EXERCISE DATA:
::::::
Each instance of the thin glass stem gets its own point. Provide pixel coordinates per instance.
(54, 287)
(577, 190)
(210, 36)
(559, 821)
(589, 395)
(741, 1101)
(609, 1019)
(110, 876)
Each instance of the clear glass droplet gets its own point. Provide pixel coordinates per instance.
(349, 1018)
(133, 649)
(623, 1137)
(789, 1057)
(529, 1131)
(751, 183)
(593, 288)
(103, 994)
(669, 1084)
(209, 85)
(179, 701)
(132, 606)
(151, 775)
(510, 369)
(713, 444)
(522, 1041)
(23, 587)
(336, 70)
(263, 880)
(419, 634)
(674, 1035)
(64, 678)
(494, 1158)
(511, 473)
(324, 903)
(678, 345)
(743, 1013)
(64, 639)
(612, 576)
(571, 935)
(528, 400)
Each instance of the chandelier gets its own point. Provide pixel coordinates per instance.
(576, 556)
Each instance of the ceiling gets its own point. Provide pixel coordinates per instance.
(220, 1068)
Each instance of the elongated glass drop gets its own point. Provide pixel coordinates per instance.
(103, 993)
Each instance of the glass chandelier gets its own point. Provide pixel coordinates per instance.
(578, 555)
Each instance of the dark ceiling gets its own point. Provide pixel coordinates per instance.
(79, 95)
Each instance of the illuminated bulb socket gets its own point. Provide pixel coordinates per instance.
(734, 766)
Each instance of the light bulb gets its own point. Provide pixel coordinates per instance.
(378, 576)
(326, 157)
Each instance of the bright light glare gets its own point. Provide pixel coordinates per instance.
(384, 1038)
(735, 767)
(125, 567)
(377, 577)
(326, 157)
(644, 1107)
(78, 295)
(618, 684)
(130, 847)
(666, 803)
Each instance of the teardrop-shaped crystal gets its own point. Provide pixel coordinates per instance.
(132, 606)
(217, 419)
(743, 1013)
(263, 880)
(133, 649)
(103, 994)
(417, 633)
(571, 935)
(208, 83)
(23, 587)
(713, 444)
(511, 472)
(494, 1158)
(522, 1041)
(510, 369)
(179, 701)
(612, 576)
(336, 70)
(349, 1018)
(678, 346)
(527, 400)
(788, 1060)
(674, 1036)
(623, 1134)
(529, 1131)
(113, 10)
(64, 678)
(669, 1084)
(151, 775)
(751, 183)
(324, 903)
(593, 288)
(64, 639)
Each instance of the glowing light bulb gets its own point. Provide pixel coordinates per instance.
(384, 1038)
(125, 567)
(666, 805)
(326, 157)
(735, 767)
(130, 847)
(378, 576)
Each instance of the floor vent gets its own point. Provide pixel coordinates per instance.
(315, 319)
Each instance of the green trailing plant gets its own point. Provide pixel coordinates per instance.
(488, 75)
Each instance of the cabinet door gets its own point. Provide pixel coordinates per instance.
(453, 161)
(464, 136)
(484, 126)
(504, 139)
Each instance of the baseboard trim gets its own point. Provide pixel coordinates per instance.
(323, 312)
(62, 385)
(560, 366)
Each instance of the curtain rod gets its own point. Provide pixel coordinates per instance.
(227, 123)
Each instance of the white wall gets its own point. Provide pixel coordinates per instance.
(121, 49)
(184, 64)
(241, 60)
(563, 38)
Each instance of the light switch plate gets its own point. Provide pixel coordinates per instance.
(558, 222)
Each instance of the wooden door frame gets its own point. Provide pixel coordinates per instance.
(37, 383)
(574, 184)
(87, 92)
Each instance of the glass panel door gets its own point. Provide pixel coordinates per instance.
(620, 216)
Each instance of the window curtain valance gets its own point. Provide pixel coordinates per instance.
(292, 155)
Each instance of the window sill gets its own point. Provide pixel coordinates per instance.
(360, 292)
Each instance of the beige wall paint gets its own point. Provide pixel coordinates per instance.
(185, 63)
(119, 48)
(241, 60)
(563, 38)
::::::
STATED TASK: Arrange every line of the listing above as a Markdown table with a column named "No." for the row number and a column named "Entry" for the line itself, and leave out any blank lines.

RIGHT ANSWER:
| No. | Entry |
|---|---|
| 1 | Each instance of the thin glass stem gets its own point. Provide pixel coordinates per instance. |
| 2 | (54, 287) |
| 3 | (577, 190) |
| 4 | (210, 36) |
| 5 | (559, 821) |
| 6 | (589, 395) |
| 7 | (741, 1101) |
| 8 | (609, 1019) |
| 9 | (110, 876) |
| 10 | Each instance of the clear glass droplet gets its own point. Provide pixel coordinates per instance. |
| 11 | (349, 1018) |
| 12 | (133, 649) |
| 13 | (623, 1137) |
| 14 | (789, 1057) |
| 15 | (529, 1131) |
| 16 | (751, 183) |
| 17 | (593, 288) |
| 18 | (103, 994) |
| 19 | (669, 1084) |
| 20 | (209, 85) |
| 21 | (179, 701) |
| 22 | (132, 606) |
| 23 | (151, 775) |
| 24 | (510, 369) |
| 25 | (713, 444) |
| 26 | (522, 1041) |
| 27 | (23, 587) |
| 28 | (336, 70) |
| 29 | (263, 880) |
| 30 | (419, 634) |
| 31 | (674, 1035) |
| 32 | (64, 678) |
| 33 | (494, 1158) |
| 34 | (511, 473) |
| 35 | (324, 903) |
| 36 | (678, 345) |
| 37 | (743, 1013) |
| 38 | (64, 639) |
| 39 | (612, 576) |
| 40 | (571, 935) |
| 41 | (528, 400) |
| 42 | Each instance of the chandelier gets its own point. Provide pixel coordinates per instance. |
| 43 | (576, 556) |
| 44 | Each instance of the ceiling gets its own point. Provide pixel coordinates per instance. |
| 45 | (220, 1068) |
| 46 | Each instance of the elongated glass drop gets its own point. Provide pixel coordinates per instance. |
| 47 | (103, 993) |
| 48 | Each instance of the glass chandelier gets its own point. Provide pixel coordinates per instance. |
| 49 | (578, 555) |
| 50 | Each instance of the dark ceiling gets its own point. Provide pixel coordinates per instance. |
| 51 | (79, 95) |
| 52 | Each instance of the illuminated bulb socket gets its own point. Provide pixel coordinates per instance. |
| 53 | (734, 766) |
| 54 | Each instance of the light bulb gets its own point. Provide pixel coordinates per instance. |
| 55 | (378, 576) |
| 56 | (326, 157) |
| 57 | Each instance of the bright light glare gets its own point. Provide pixel coordinates per instance. |
| 58 | (384, 1038) |
| 59 | (735, 767) |
| 60 | (125, 567) |
| 61 | (377, 577) |
| 62 | (326, 157) |
| 63 | (644, 1107) |
| 64 | (78, 295) |
| 65 | (618, 684) |
| 66 | (130, 847) |
| 67 | (666, 803) |
| 68 | Each instance of the teardrop-shaped crystal gets its own point. Provide pixel coordinates per instance. |
| 69 | (132, 606) |
| 70 | (217, 419) |
| 71 | (743, 1013) |
| 72 | (263, 880) |
| 73 | (133, 649) |
| 74 | (103, 994) |
| 75 | (417, 633) |
| 76 | (571, 935) |
| 77 | (208, 83) |
| 78 | (23, 587) |
| 79 | (713, 444) |
| 80 | (511, 472) |
| 81 | (494, 1158) |
| 82 | (522, 1041) |
| 83 | (510, 369) |
| 84 | (179, 701) |
| 85 | (612, 576) |
| 86 | (336, 70) |
| 87 | (349, 1018) |
| 88 | (678, 346) |
| 89 | (527, 400) |
| 90 | (788, 1060) |
| 91 | (674, 1036) |
| 92 | (623, 1134) |
| 93 | (529, 1131) |
| 94 | (113, 10) |
| 95 | (64, 678) |
| 96 | (669, 1084) |
| 97 | (151, 775) |
| 98 | (751, 183) |
| 99 | (324, 903) |
| 100 | (593, 288) |
| 101 | (64, 639) |
| 102 | Each instance of the glowing light bulb gets its own point. Provide pixel coordinates per instance. |
| 103 | (384, 1038) |
| 104 | (125, 567) |
| 105 | (666, 805) |
| 106 | (326, 157) |
| 107 | (735, 767) |
| 108 | (130, 847) |
| 109 | (378, 576) |
| 110 | Each instance of the floor vent gets its own point. Provide pixel coordinates per instance. |
| 111 | (315, 319) |
| 112 | Each instance of the green trailing plant gets its own point. Provide pixel coordinates per instance. |
| 113 | (488, 75) |
| 114 | Each instance of the cabinet door gets its own point. Provide pixel coordinates per instance. |
| 115 | (453, 161) |
| 116 | (464, 136) |
| 117 | (484, 126) |
| 118 | (504, 139) |
| 119 | Each instance of the baseboard trim gets its own point. Provide pixel coordinates per instance. |
| 120 | (323, 312) |
| 121 | (62, 385) |
| 122 | (560, 366) |
| 123 | Each instance of the curtain rod gets its own point. Provide pixel coordinates per instance. |
| 124 | (227, 123) |
| 125 | Each instance of the white wall gets its own point. Provide pixel coordinates per instance. |
| 126 | (121, 49) |
| 127 | (184, 64) |
| 128 | (241, 60) |
| 129 | (563, 38) |
| 130 | Each instance of the light switch plate gets its own point. Provide pixel coordinates per instance. |
| 131 | (558, 222) |
| 132 | Each instance of the wooden door frame gets its own point. Provide pixel coordinates per instance. |
| 133 | (37, 383) |
| 134 | (574, 184) |
| 135 | (87, 92) |
| 136 | Each instance of the glass panel door gets its own point. Provide pixel coordinates per instance. |
| 137 | (620, 216) |
| 138 | Each instance of the window curtain valance gets its own point. Provide pixel coordinates per instance. |
| 139 | (292, 155) |
| 140 | Each instance of the window sill gets its own point. Provide pixel coordinates per instance. |
| 141 | (360, 292) |
| 142 | Each instance of the beige wall paint gets its own point. Provide pixel coordinates per instance. |
| 143 | (185, 63) |
| 144 | (119, 48) |
| 145 | (241, 60) |
| 146 | (563, 38) |